● **TASKS TO PERFORM**:
**1.** Could you write down the part of the passage on Mr. Hicks's prior injury between "According to the" and "by Dr. Landreneau.", inclusive?
**2.** In order, what events in Mr. Hicks's medical history before the accident at issue does the passage on Mr. Hicks's prior injury describe?
**3.** Can you extend the passage on Mr. Hicks's prior injury, picking up after its last sentence?

● **GIVEN TEXT**:
According to the evidence in the record, Mr. Hicks was involved in a prior motor vehicle accident approximately one year before the accident at issue, wherein he sustained a traumatic fracture in the cervical spine—specifically at the C2 level. Dr. Frasier Landreneau treated him for this injury by placing him in a halo vest. While under the care of Dr. Landreneau and while still wearing the halo, Mr. Hicks fell off a bar stool. In early 2004, after Mr. Hicks's cervical fracture had resolved, he was released to work by Dr. Landreneau.

● **LISTED ENTRIES**:
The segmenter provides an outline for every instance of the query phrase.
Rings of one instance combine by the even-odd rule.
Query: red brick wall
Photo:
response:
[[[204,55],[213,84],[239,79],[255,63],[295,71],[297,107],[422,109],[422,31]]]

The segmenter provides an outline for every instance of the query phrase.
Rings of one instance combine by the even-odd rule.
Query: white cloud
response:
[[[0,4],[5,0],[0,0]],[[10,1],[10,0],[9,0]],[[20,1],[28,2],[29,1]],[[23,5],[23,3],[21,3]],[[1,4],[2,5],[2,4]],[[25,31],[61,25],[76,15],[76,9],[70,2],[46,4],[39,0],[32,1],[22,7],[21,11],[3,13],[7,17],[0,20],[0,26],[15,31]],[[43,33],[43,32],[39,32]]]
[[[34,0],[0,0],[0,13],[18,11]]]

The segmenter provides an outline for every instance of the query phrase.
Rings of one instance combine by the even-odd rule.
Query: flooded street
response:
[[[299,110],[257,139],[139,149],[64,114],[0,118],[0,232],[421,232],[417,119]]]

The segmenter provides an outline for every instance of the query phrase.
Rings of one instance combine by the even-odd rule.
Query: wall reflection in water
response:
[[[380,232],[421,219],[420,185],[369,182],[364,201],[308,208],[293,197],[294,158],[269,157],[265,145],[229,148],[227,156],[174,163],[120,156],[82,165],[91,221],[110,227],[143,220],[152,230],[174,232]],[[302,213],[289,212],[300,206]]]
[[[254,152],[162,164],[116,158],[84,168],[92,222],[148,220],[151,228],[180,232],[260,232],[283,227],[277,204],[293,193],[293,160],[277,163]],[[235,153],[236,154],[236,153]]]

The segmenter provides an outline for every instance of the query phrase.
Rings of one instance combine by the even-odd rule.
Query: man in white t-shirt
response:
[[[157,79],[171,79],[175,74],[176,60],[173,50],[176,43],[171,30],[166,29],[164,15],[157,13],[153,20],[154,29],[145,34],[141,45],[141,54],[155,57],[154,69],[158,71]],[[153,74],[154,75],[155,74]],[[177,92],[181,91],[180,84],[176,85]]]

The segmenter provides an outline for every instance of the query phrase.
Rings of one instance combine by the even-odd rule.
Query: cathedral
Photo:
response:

● **ANSWERS FOR THIS EXERCISE**:
**1.**
According to the evidence in the record, Mr. Hicks was involved in a prior motor vehicle accident approximately one year before the accident at issue, wherein he sustained a traumatic fracture in the cervical spine—specifically at the C2 level. Dr. Frasier Landreneau treated him for this injury by placing him in a halo vest. While under the care of Dr. Landreneau and while still wearing the halo, Mr. Hicks fell off a bar stool. In early 2004, after Mr. Hicks's cervical fracture had resolved, he was released to work by Dr. Landreneau.

**2.**
1. About one year before the accident at issue, he was in a motor vehicle accident and sustained a traumatic fracture of the cervical spine at the C2 level.
2. Dr. Frasier Landreneau treated the fracture by placing him in a halo vest.
3. While under Dr. Landreneau's care and still wearing the halo, he fell off a bar stool.
4. In early 2004, after the cervical fracture had resolved, Dr. Landreneau released him to work.

**3.**
After Mr. Hicks was involved in the July 14, 2004 motor vehicle accident, he did not return to see Dr. Landreneau until June 6, 2005, almost eleven months later. Notably, when Mr. Hicks returned to Dr. Landreneau in June 2005, he never even mentioned the July 14, 2004 accident at issue. Nor did he mention the accident in the interim to any of his treating psychiatrists or psychologists, who were treating him for several other conditions. According to Dr. Landreneau's progress notes for June 6, 2005, Mr. Hicks was "having worsening arm pain, numbness, dysesthesia and unsure if it is the right fourth finger. He has worsening neck pain and has a past history of cervical fracture." No reference was made to the July 2004 accident, much less, whether his current complaint of neck pain was related to the July 2004 accident. Additionally, on June 6, 2005, Dr. Landreneau requested an MRI be performed. This MRI indicated that at the C4-5 level, there was some mild disc bulging causing ventral flattening of the thecal sac with no central or foramen stenosis. However, this condition was not related by any medical testimony or evidence to the accident at issue. Mr. Hicks returned, for the last time, to see Dr. Landreneau on June 22, 2005. According to that progress note, Mr. Hicks was being treated for "C-2 fracture and degenerative disc disease and cervicalgia ... his C-2 fracture has healed. I will give him a full work release and he will follow up as needed." Again, there was no mention of the July 2004 accident or whether any of the conditions Mr. Hicks was being treated for were related to that accident.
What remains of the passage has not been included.